**Given problem 1**: In the passage on Buddhist philosophy and awareness, rewrite the part that begins at the words "In Buddhist philosophy" and stops after "understanding to ‘awareness’?", putting "semblance" wherever "appearance" appears.
**Given problem 2**: According to the passage on Buddhist philosophy and awareness, what are our 'physical' bodies?
**Given problem 3**: Carry on the passage on Buddhist philosophy and awareness past its final sentence.

**Page extract**:
+--

In Buddhist philosophy there is no God. Why then rename God “awareness”?

It is a basic, but profound insight that there is nothing that endures permanently, and thus nothing that has an intrinsic self. Therefore our ‘physical’ bodies are constructions of our mind. This does not mean that there isn’t the appearance of a body, it means that the appearance of a body is conceptually structured. Why then fail to see that we are simply transferring the independent selfhood and permanence of existence of our naïve understanding to ‘awareness’?

But there is another taint in the framing of this question. You are assuming that this ‘awareness’ is basically a ‘seeing’ of what it is aware of. But this is just our naïve understanding put into a new box labeled “awareness.” It’s carrying an important misunderstanding forward in a different guise. Change it slightly and perhaps we can make this misunderstanding more uncomfortable to live with: let’s assume that ‘awareness’ doesn’t see, it hears. This means there is no perspective from your body, and none from mine. Sound pervades all directions, and so as long as we are standing near each other, ‘awareness’ will hear the same thing. But it won’t know what anything looks like. It will be like a blind man.

+--

**Supplied data**:
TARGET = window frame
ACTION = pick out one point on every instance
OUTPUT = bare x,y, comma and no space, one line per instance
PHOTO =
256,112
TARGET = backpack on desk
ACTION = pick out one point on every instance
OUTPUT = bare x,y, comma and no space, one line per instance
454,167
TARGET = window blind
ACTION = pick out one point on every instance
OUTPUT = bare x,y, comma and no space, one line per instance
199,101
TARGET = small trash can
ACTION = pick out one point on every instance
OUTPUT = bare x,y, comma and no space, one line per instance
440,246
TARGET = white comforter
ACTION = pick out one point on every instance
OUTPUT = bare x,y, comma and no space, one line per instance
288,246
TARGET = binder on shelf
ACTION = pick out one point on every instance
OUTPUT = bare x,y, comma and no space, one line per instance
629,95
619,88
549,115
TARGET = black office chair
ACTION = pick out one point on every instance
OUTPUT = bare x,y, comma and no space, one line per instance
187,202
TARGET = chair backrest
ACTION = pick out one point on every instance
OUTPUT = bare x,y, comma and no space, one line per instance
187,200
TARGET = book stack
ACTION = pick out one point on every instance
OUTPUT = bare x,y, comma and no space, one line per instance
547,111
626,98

+--

**Written reply 1**:
In Buddhist philosophy there is no God. Why then rename God “awareness”?

It is a basic, but profound insight that there is nothing that endures permanently, and thus nothing that has an intrinsic self. Therefore our ‘physical’ bodies are constructions of our mind. This does not mean that there isn’t the semblance of a body, it means that the semblance of a body is conceptually structured. Why then fail to see that we are simply transferring the independent selfhood and permanence of existence of our naïve understanding to ‘awareness’?

**Written reply 2**: Constructions of our mind.

**Written reply 3**:
Let’s go a step further: the blind man goes deaf. Why, after all, is this ‘awareness’ framed as a perceiving, when what we really need it to be is a knowing. That is why we abstracted it out of ‘our’ experience and made it something separate from what is experienced, after all. But if it is a knowing, rather than a perceiving, how does it know, if it is something other than what is happening?

I leave you with that to ponder.

In my own case, I came to the insight that knowing is not different than appearing, and thus, ‘awareness’ knows by doing, not perceiving. And because of this, ‘my’ ‘awareness’ is locked into my body because that’s what it’s doing. And similarly for ‘your’ ‘awareness’.

Take out the imputed self-identities of ‘me’ and ‘you’, and the conceptual image of an all-perceiving ‘God’, and you’re getting close to the truth.